━━━ DOCUMENT EXCERPT ━━━

Alison Girling believes in the predictive power of a terrace on a holy night. During her years at GMC Nagpur, she once spent Shivratri at the home of her classmate, Ratna Shekhawat. Ratna’s father, a man who claimed a deep understanding of the science of foretelling, looked at Alison and traced the lines of a future she hadn’t yet imagined. Surprisingly, every detail he predicted—the moves, the marriage, the distant shores—eventually came to pass. For Alison, a career that spanned the wards of Mumbai, the heat of Riyadh, and the green dales of Derbyshire was not just a series of professional posts, but the unfolding of a script written long ago on a Nagpur rooftop.
The Nomadic Daughter
Alison was born in Mumbai into a family defined by the logistics of the Nehruvian era. Her father was a divisional engineer for Bharat Petroleum, a role that made the family a permanent fixture on the Indian railway map. Every two years, the bags were packed, and Alison was introduced to a new school, a new dialect, and a new set of classmates. From the convents of Belgaum and Goa to the military atmosphere of Mhow in Madhya Pradesh, she learned the art of the quick arrival and the graceful exit.

━━━

**PROMPT:** Print the passage from the profile of Alison Girling from "Alison Girling believes" up to and including "a Nagpur rooftop.". The data after this text has nothing to do with it.

━━━ GIVEN INFORMATION ━━━

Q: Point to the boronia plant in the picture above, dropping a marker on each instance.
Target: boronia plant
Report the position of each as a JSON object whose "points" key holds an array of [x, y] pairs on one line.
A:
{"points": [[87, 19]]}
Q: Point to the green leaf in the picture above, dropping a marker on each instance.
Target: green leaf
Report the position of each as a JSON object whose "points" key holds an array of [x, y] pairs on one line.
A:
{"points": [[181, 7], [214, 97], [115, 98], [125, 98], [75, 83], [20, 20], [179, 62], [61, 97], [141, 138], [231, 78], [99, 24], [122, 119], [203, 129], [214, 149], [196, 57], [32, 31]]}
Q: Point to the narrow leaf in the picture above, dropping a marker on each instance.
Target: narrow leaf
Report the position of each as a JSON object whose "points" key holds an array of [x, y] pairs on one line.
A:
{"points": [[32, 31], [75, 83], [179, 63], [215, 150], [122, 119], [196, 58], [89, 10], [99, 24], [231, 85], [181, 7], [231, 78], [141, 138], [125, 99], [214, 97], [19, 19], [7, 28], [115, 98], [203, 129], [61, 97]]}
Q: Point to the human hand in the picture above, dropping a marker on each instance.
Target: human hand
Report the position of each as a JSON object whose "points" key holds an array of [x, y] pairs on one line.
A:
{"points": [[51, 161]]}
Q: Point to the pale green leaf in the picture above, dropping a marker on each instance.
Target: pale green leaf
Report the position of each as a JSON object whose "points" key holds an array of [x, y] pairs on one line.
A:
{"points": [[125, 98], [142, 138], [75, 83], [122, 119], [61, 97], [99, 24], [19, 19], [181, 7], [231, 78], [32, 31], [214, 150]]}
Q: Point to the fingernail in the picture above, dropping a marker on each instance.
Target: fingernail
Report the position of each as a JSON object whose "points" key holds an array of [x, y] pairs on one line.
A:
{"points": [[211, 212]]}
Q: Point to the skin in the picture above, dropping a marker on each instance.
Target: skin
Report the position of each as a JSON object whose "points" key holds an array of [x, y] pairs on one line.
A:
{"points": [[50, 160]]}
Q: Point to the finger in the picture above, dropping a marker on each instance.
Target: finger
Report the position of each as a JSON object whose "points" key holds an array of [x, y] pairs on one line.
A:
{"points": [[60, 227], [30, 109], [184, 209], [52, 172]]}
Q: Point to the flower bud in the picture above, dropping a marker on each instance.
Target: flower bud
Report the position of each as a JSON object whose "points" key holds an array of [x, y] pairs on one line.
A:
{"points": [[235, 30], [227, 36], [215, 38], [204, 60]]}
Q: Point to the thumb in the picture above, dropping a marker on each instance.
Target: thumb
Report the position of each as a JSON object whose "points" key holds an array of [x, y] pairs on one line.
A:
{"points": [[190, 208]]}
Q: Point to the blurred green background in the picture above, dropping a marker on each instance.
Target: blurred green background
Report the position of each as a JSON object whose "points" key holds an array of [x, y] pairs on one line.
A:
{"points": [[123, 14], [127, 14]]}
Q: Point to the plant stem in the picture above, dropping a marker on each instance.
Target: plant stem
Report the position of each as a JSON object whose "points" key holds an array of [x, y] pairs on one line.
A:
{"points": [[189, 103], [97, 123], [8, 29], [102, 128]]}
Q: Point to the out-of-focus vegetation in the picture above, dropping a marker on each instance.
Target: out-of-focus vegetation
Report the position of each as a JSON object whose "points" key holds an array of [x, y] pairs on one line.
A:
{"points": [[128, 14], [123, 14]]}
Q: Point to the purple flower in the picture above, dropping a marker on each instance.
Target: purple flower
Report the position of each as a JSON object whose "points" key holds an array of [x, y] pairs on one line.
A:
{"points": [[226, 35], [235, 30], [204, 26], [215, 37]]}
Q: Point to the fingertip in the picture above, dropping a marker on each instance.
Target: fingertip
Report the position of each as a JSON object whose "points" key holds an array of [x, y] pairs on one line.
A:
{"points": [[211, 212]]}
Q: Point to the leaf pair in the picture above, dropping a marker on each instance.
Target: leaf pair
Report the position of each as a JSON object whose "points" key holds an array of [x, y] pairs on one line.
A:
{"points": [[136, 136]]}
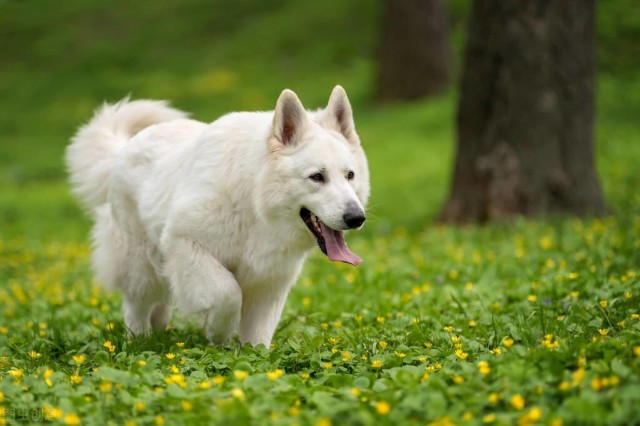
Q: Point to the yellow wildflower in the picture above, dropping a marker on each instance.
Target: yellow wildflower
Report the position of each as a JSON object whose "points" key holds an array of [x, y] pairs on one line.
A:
{"points": [[110, 346], [517, 401], [47, 376], [238, 394], [16, 374], [240, 374], [483, 367], [461, 354], [71, 419], [273, 375], [383, 408], [323, 421], [489, 418]]}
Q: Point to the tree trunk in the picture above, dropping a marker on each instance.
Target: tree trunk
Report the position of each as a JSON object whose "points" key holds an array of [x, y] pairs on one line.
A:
{"points": [[526, 113], [414, 57]]}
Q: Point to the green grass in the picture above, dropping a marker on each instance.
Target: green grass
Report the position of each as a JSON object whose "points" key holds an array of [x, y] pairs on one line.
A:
{"points": [[525, 322]]}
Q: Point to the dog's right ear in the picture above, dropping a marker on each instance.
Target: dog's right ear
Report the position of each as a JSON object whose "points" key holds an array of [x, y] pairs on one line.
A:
{"points": [[289, 119]]}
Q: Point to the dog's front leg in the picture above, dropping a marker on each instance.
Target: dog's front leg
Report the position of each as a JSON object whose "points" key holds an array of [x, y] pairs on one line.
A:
{"points": [[261, 312], [200, 284]]}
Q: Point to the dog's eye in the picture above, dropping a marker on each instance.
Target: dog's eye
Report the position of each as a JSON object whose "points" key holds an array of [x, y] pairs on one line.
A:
{"points": [[317, 177]]}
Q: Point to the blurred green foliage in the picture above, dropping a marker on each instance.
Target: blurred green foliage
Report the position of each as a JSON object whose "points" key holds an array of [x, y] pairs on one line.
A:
{"points": [[61, 60]]}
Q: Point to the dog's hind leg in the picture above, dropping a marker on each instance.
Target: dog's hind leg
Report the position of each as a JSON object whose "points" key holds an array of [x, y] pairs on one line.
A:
{"points": [[200, 284], [121, 261], [160, 316]]}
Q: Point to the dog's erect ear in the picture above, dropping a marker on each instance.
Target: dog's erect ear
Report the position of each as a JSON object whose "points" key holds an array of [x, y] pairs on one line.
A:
{"points": [[289, 118], [338, 114]]}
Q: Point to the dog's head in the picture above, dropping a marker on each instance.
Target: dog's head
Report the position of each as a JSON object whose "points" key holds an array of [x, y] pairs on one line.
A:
{"points": [[321, 171]]}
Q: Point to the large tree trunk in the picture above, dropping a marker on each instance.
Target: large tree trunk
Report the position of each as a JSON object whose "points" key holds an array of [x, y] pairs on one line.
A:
{"points": [[414, 52], [526, 113]]}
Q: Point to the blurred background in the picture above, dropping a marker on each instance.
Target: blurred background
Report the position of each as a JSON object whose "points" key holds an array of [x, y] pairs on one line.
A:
{"points": [[60, 60]]}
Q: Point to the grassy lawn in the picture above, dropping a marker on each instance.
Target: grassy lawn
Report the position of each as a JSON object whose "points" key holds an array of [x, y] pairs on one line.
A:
{"points": [[520, 323]]}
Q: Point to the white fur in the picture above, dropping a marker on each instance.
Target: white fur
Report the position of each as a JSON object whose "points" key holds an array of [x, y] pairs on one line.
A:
{"points": [[206, 216]]}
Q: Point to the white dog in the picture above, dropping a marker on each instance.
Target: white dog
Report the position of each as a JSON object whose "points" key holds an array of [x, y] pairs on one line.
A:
{"points": [[217, 218]]}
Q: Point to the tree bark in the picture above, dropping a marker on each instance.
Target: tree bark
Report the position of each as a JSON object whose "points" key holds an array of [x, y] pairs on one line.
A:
{"points": [[414, 57], [526, 113]]}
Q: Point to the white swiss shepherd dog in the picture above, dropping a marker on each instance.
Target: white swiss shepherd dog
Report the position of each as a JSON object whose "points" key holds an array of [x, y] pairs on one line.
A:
{"points": [[217, 218]]}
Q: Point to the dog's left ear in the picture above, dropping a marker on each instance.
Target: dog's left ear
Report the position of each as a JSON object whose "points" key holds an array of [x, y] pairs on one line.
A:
{"points": [[289, 119], [338, 115]]}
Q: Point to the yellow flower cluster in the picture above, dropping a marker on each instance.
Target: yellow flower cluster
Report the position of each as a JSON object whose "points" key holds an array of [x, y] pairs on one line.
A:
{"points": [[549, 342]]}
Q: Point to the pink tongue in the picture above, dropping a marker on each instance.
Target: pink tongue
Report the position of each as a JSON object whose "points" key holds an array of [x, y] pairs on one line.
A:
{"points": [[337, 249]]}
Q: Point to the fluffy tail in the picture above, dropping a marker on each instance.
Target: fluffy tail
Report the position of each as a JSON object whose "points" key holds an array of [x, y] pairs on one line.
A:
{"points": [[91, 154]]}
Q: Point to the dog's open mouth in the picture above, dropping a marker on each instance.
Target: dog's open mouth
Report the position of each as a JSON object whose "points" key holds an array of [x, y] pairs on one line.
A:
{"points": [[331, 241]]}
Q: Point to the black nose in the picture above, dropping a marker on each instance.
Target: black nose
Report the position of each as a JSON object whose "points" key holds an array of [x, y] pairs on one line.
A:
{"points": [[354, 218]]}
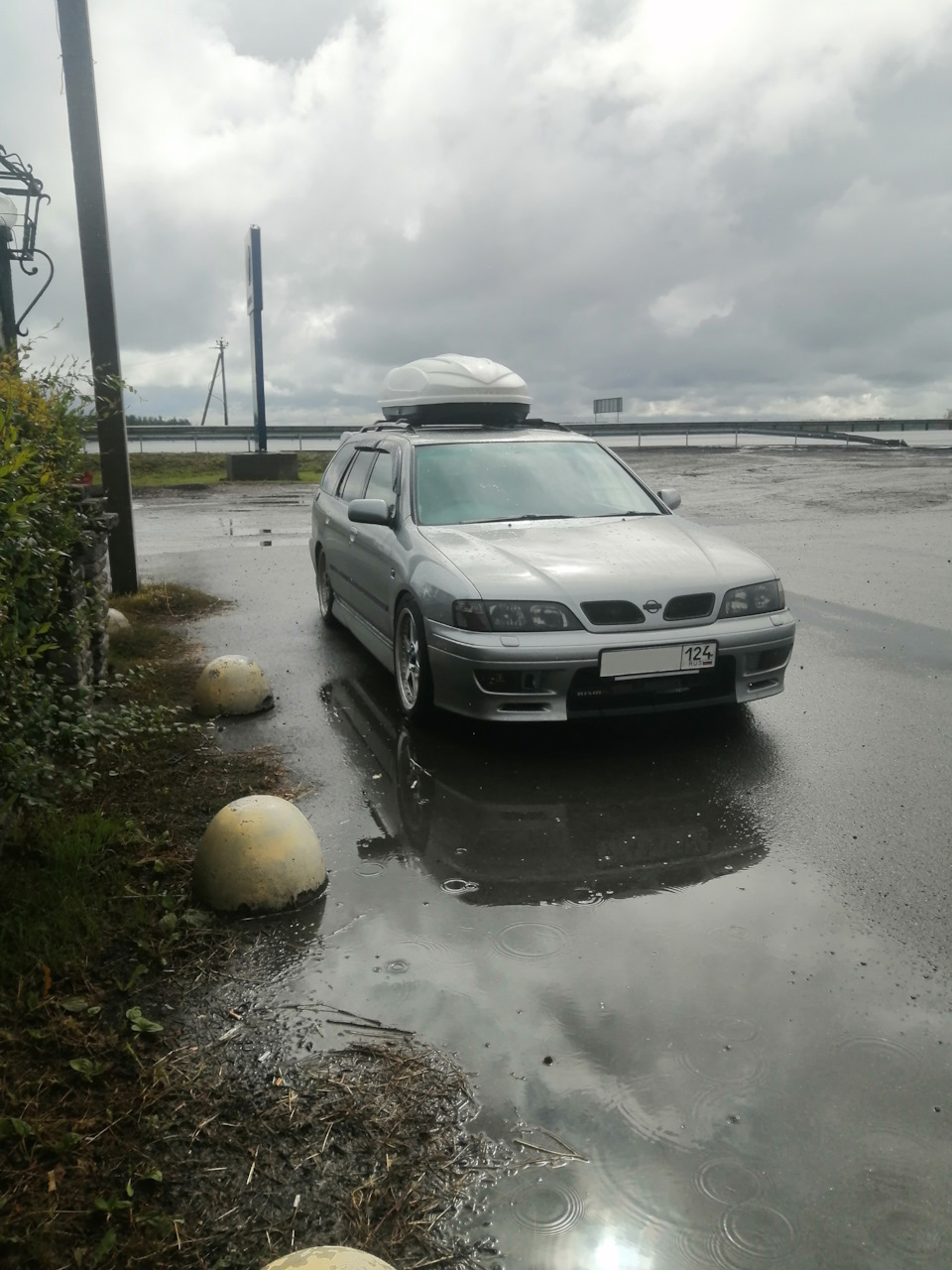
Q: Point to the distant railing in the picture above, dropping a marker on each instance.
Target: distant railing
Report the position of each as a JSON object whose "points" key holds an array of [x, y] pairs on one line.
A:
{"points": [[839, 430]]}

━━━

**THE COMPLETED TASK:**
Alison Girling believes in the predictive power of a terrace on a holy night. During her years at GMC Nagpur, she once spent Shivratri at the home of her classmate, Ratna Shekhawat. Ratna’s father, a man who claimed a deep understanding of the science of foretelling, looked at Alison and traced the lines of a future she hadn’t yet imagined. Surprisingly, every detail he predicted—the moves, the marriage, the distant shores—eventually came to pass. For Alison, a career that spanned the wards of Mumbai, the heat of Riyadh, and the green dales of Derbyshire was not just a series of professional posts, but the unfolding of a script written long ago on a Nagpur rooftop.